• **Document text**
* * * * * * *

Sometimes I have to poke the bear

Some more discord conversations happening today.

I can’t help myself.

I’ll give you the cliff notes.

In a discord for a major training site, someone asked how to mentally deal with the situation when you fold your marginal hand preflop, but it would have hit the flop.

One of the site coaches started his reply with –

“It is a matter of not caring anymore”, followed by some smart sounding statistics.

To which I replied – “‘don’t care about it’ as a mental game strategy tends to leave people feeling pretty empty and unhappy in the long run.”

I’m guessing that didn’t lead to any big epiphanies for him, but hey, you never know.

Someone else chimed in and replied to me –

“That shouldn’t be the case in poker. There’s lots of stuff in poker where, from a mental game perspective, we really shouldn’t care. Obvious examples are the outcomes of the next hand, or session, or month. Or whether an opponent calls our EV neutral (or positive!) bluff.”

My reply to him – “you don’t care if you win?”

* * * * * * *

(Collected data entries)
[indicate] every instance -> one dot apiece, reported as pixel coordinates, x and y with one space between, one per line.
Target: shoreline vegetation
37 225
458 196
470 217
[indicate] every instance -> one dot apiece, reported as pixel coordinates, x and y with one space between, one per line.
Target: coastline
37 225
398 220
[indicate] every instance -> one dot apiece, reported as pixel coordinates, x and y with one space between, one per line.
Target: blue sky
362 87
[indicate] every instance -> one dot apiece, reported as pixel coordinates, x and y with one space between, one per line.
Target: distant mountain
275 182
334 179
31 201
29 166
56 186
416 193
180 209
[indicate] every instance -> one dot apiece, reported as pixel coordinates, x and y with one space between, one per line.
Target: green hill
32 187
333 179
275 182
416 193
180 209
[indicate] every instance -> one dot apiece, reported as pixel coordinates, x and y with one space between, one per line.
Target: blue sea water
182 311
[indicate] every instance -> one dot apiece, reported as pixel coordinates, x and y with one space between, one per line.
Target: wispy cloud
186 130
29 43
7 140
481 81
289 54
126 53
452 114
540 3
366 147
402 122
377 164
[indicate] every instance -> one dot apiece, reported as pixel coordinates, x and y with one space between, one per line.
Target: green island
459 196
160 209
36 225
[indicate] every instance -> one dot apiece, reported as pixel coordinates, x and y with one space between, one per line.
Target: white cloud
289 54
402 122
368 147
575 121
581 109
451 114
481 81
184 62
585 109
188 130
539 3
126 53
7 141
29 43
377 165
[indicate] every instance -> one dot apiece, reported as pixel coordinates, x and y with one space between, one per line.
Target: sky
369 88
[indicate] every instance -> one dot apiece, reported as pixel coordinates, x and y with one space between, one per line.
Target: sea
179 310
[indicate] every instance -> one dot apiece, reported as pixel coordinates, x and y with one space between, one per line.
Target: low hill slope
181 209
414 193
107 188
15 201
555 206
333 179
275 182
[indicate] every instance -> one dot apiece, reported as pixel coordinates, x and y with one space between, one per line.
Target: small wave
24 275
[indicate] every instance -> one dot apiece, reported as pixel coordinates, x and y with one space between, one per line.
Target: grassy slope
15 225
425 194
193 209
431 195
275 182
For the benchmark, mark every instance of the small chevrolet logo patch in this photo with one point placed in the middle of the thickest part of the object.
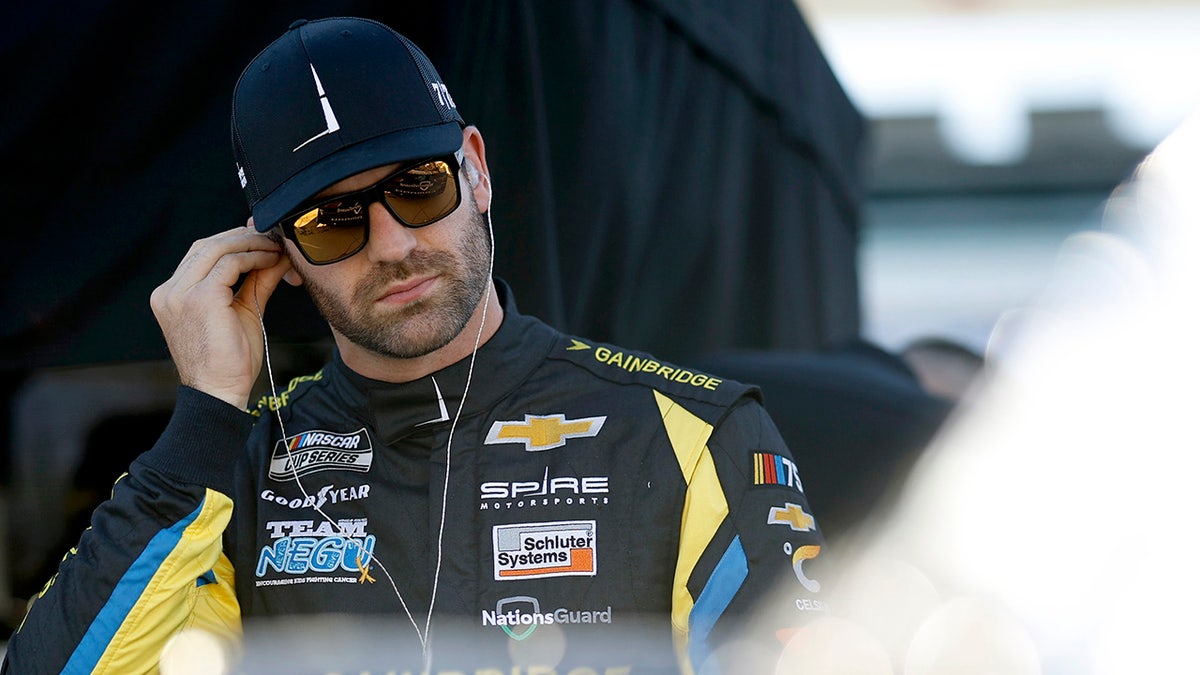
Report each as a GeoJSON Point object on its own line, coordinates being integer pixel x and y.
{"type": "Point", "coordinates": [792, 515]}
{"type": "Point", "coordinates": [543, 431]}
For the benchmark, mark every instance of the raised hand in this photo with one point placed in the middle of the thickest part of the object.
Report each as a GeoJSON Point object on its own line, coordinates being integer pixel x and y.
{"type": "Point", "coordinates": [213, 329]}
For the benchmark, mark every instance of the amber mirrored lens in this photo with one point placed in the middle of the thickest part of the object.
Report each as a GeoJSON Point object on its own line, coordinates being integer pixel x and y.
{"type": "Point", "coordinates": [331, 231]}
{"type": "Point", "coordinates": [417, 196]}
{"type": "Point", "coordinates": [423, 193]}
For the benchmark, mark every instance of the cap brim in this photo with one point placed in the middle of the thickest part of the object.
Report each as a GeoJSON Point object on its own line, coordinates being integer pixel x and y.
{"type": "Point", "coordinates": [397, 147]}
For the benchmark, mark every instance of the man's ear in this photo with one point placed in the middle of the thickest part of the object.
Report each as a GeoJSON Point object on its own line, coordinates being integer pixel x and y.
{"type": "Point", "coordinates": [475, 161]}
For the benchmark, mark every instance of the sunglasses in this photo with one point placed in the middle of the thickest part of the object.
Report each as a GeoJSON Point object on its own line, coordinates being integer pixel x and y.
{"type": "Point", "coordinates": [336, 228]}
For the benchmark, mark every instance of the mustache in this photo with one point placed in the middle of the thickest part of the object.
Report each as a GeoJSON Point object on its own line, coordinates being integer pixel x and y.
{"type": "Point", "coordinates": [387, 273]}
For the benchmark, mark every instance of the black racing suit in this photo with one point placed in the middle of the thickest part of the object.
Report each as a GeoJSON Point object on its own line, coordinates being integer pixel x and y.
{"type": "Point", "coordinates": [593, 491]}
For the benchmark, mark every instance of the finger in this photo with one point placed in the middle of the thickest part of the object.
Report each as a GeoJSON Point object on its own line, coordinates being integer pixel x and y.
{"type": "Point", "coordinates": [261, 284]}
{"type": "Point", "coordinates": [208, 254]}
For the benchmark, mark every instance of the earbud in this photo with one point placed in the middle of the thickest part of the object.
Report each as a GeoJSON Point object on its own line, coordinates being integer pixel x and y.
{"type": "Point", "coordinates": [473, 174]}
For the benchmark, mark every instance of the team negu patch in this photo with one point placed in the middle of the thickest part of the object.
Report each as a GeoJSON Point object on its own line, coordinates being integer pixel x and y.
{"type": "Point", "coordinates": [310, 452]}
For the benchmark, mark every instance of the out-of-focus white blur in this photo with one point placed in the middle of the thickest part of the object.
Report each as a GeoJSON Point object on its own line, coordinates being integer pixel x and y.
{"type": "Point", "coordinates": [1049, 529]}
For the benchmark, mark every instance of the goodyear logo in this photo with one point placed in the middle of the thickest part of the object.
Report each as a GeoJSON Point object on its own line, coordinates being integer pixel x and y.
{"type": "Point", "coordinates": [532, 550]}
{"type": "Point", "coordinates": [543, 431]}
{"type": "Point", "coordinates": [769, 469]}
{"type": "Point", "coordinates": [321, 451]}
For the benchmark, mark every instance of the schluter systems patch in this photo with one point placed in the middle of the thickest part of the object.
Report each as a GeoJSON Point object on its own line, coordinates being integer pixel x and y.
{"type": "Point", "coordinates": [529, 550]}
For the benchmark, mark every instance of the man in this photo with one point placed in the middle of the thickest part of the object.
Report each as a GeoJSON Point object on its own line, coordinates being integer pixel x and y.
{"type": "Point", "coordinates": [455, 461]}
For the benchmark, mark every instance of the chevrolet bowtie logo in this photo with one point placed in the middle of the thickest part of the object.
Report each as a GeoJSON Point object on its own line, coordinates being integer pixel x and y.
{"type": "Point", "coordinates": [792, 515]}
{"type": "Point", "coordinates": [543, 431]}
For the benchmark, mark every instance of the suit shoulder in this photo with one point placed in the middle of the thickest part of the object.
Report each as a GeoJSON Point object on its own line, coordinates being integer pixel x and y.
{"type": "Point", "coordinates": [631, 366]}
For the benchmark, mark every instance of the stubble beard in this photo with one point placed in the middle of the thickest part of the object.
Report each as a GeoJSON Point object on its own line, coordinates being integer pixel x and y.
{"type": "Point", "coordinates": [424, 326]}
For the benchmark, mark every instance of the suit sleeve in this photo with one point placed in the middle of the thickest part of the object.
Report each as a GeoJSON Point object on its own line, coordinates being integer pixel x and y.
{"type": "Point", "coordinates": [151, 563]}
{"type": "Point", "coordinates": [748, 539]}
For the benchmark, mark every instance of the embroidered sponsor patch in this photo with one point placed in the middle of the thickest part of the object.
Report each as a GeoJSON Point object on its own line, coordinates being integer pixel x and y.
{"type": "Point", "coordinates": [532, 550]}
{"type": "Point", "coordinates": [543, 431]}
{"type": "Point", "coordinates": [310, 452]}
{"type": "Point", "coordinates": [793, 515]}
{"type": "Point", "coordinates": [520, 616]}
{"type": "Point", "coordinates": [769, 469]}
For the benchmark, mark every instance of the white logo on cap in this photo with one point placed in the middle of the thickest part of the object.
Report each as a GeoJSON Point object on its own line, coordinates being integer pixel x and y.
{"type": "Point", "coordinates": [443, 94]}
{"type": "Point", "coordinates": [330, 118]}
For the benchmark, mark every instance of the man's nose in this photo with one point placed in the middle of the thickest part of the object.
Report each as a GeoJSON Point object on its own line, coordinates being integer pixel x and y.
{"type": "Point", "coordinates": [390, 239]}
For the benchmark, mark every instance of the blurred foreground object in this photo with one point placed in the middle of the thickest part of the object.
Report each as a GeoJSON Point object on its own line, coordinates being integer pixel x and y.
{"type": "Point", "coordinates": [1047, 529]}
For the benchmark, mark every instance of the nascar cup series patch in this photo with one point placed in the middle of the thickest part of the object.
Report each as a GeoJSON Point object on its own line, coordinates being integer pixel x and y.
{"type": "Point", "coordinates": [310, 452]}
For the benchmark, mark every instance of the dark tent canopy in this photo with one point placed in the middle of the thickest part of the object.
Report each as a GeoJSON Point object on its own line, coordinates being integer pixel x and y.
{"type": "Point", "coordinates": [676, 175]}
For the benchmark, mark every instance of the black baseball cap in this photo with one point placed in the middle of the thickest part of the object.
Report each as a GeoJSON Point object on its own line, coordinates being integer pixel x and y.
{"type": "Point", "coordinates": [329, 99]}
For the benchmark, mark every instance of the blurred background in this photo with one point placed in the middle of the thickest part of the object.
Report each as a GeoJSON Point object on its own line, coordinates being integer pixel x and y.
{"type": "Point", "coordinates": [933, 155]}
{"type": "Point", "coordinates": [999, 126]}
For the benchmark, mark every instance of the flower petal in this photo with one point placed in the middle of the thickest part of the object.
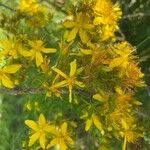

* * * * * * *

• **Required work**
**a.** In the poker post above, list each thing the second commenter says we really shouldn't care about from a mental game perspective.
**b.** Write the next few sentences of the poker post above, picking up right after its final line.

• **Responses to the exercise**
**a.**
- The outcome of the next hand
- The outcome of the next session
- The outcome of the next month
- Whether an opponent calls our EV neutral (or positive) bluff

**b.**
The thing that sucks is, those guys didn’t start poker like that. They learned it from someone.

That someone probably didn’t know how to handle their emotions when losing.

Then their brain came up with the idea that, if they stop caring about the result, they won’t have to feel the pain of losing.

That would be cool if it worked.

It’s a nice little soundbyte.

But it doesn’t work like that.

And somehow everyone bought into it for a long time.

Most people that are into competitive games, are also into winning.

It tends to be a lot more fun than losing.

When they can’t handle the emotions of it, but they still love poker?

They have to settle for stuffing their emotions down to continue playing the game they love.

It sucks because it’s an all or nothing game with emotions. You either feel them all, or none.

Feel none?

It turns out that a lot of the magic of the game you fell in love with starts to fade away.

I don’t wish that for anyone.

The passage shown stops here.